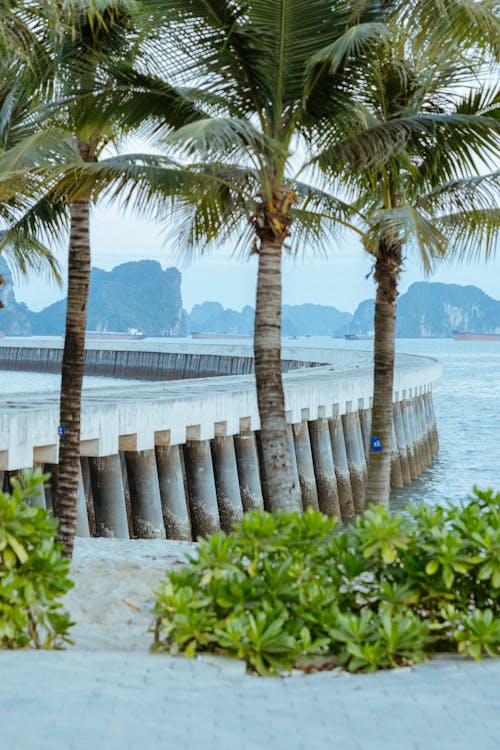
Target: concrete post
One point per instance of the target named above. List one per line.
(401, 442)
(89, 500)
(203, 506)
(305, 466)
(172, 493)
(109, 497)
(410, 439)
(365, 419)
(247, 462)
(426, 450)
(355, 457)
(226, 482)
(82, 520)
(324, 469)
(431, 420)
(147, 515)
(39, 497)
(396, 473)
(295, 468)
(341, 467)
(51, 486)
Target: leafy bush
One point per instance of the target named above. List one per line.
(32, 573)
(386, 591)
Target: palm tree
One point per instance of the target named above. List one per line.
(53, 174)
(427, 192)
(247, 68)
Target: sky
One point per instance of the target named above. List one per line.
(338, 280)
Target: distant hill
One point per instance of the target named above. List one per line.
(297, 320)
(138, 294)
(142, 295)
(14, 315)
(431, 309)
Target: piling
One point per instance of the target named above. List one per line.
(226, 482)
(396, 473)
(342, 475)
(203, 506)
(172, 493)
(410, 439)
(82, 520)
(109, 497)
(397, 418)
(305, 466)
(147, 515)
(324, 468)
(355, 457)
(247, 462)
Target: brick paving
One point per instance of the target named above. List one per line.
(81, 700)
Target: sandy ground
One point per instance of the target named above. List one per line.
(113, 594)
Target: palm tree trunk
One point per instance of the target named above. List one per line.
(72, 373)
(284, 491)
(379, 463)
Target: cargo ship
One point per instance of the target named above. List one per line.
(133, 334)
(465, 336)
(220, 336)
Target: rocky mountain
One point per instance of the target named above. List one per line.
(431, 309)
(297, 320)
(138, 294)
(14, 315)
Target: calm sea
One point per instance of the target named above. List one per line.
(467, 407)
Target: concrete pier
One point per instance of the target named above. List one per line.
(324, 468)
(203, 506)
(227, 482)
(172, 493)
(183, 458)
(342, 474)
(109, 497)
(305, 466)
(147, 516)
(355, 456)
(247, 462)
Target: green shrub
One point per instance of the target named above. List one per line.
(386, 591)
(32, 573)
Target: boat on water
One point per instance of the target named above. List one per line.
(220, 336)
(133, 334)
(469, 336)
(358, 337)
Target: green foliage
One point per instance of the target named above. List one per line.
(33, 576)
(382, 593)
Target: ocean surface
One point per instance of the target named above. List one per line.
(467, 405)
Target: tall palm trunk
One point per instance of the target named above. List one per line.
(72, 367)
(283, 490)
(386, 275)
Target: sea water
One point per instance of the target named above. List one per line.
(467, 405)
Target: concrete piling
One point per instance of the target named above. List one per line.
(226, 482)
(172, 493)
(305, 466)
(82, 519)
(340, 461)
(396, 473)
(203, 507)
(410, 439)
(147, 515)
(109, 497)
(397, 418)
(355, 456)
(324, 468)
(247, 462)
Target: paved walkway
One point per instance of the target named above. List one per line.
(77, 700)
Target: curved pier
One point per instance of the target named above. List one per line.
(180, 458)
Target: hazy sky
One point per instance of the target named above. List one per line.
(338, 280)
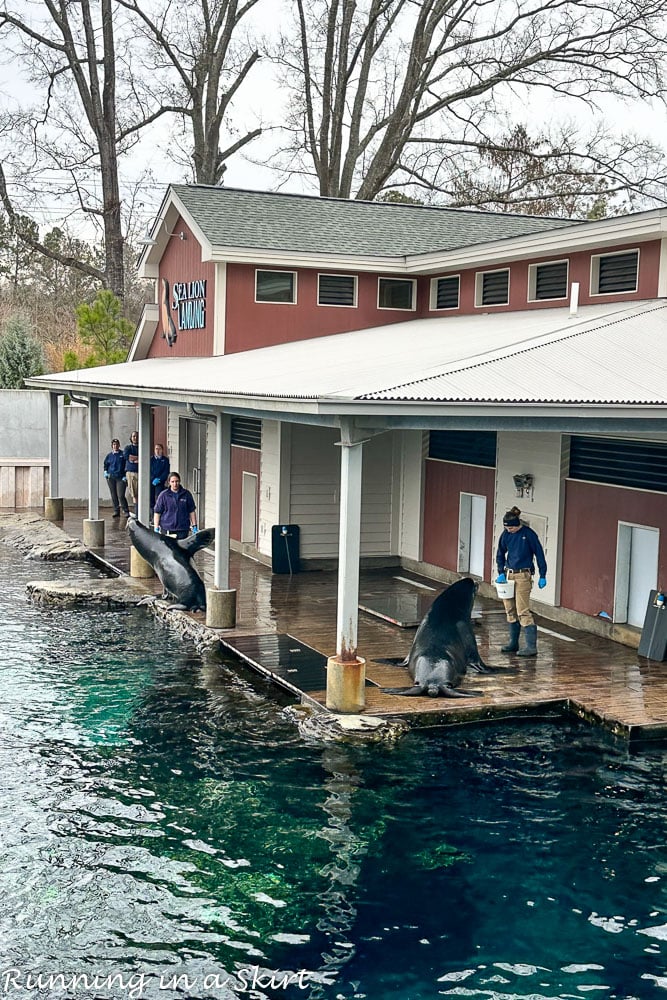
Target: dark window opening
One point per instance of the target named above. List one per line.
(447, 293)
(465, 447)
(638, 464)
(336, 290)
(247, 432)
(495, 288)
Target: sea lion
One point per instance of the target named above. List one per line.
(444, 646)
(170, 558)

- **Task item**:
All of the entries above are to be written out exactly, with no pictures.

- **Solution to the exercise**:
Target: concrete post
One point per instance of the target named above. List one per line.
(401, 442)
(89, 500)
(203, 506)
(305, 466)
(172, 493)
(109, 497)
(410, 439)
(365, 419)
(247, 462)
(426, 450)
(355, 457)
(226, 482)
(82, 520)
(324, 469)
(431, 420)
(147, 515)
(39, 497)
(396, 473)
(295, 468)
(341, 467)
(51, 486)
Target: leafy bush
One point per instance of the target named above. List one per line.
(32, 573)
(386, 591)
Target: palm tree
One point per instance of the target named above. List one per line.
(53, 174)
(427, 192)
(247, 68)
Target: sky
One point per instance of the target named above. List one per line.
(338, 280)
Target: distant hill
One point per instance of the target named above. List one per line.
(297, 320)
(138, 294)
(142, 295)
(14, 315)
(431, 309)
Target: piling
One point per instance of the target named above. List one per line.
(226, 482)
(396, 473)
(342, 475)
(203, 506)
(172, 493)
(410, 439)
(82, 520)
(109, 497)
(397, 418)
(305, 466)
(147, 515)
(324, 468)
(355, 457)
(247, 462)
Target: brick paving
One point per instance of the target named above. List one per line.
(81, 700)
Target: sandy ground
One point per instance of the target named above. List one per line.
(113, 594)
Target: palm tree trunk
One point per instance of the target named above. List one per line.
(72, 373)
(284, 491)
(379, 463)
Target: cargo ship
One point per instance of the target named above. List one per line.
(133, 334)
(465, 336)
(220, 336)
Target: rocky mountain
One point per instance of the target named above. List one per line.
(431, 309)
(297, 320)
(138, 294)
(14, 315)
Target: calm sea
One point per instance of the target named above. List one per line.
(467, 407)
Target: concrete pier
One point per instance of the target named above. List one per line.
(324, 468)
(203, 506)
(227, 482)
(172, 493)
(183, 458)
(342, 474)
(109, 497)
(305, 466)
(147, 516)
(355, 456)
(247, 462)
Target: green shrub
One point per instance of the target named above. List one per line.
(386, 591)
(32, 573)
Target: boat on water
One point per instance of the target named above. List one per line.
(220, 336)
(133, 334)
(469, 336)
(358, 337)
Target: green foliage
One point per instance of the target named above. List one per line.
(33, 576)
(382, 593)
Target: ocean surface
One point per instance of the target named above. List one per line.
(467, 405)
Target: tall palm trunk
One point per instance of the target named above. List one per line.
(72, 367)
(283, 490)
(386, 275)
Target: sea water
One point per instance of the target named above. List one per line.
(467, 405)
Target: concrete piling
One point per instance of the target named above. List one per line.
(226, 482)
(172, 493)
(305, 466)
(82, 519)
(340, 461)
(396, 473)
(203, 507)
(410, 439)
(147, 515)
(109, 497)
(397, 418)
(355, 456)
(324, 468)
(247, 462)
Target: paved walkway
One point per instance of the target named above. List one per line.
(77, 700)
Target: curved pier
One point per instance of the target named above. List one per line.
(180, 458)
Target: hazy sky
One point per instance of the target named above. List one per line.
(338, 280)
Target: dark window opening
One point per instance of the target named above. List one per line.
(447, 293)
(465, 447)
(638, 464)
(336, 290)
(247, 432)
(495, 288)
Target: sea lion
One point per instance of the target named above. List one per line.
(444, 646)
(170, 558)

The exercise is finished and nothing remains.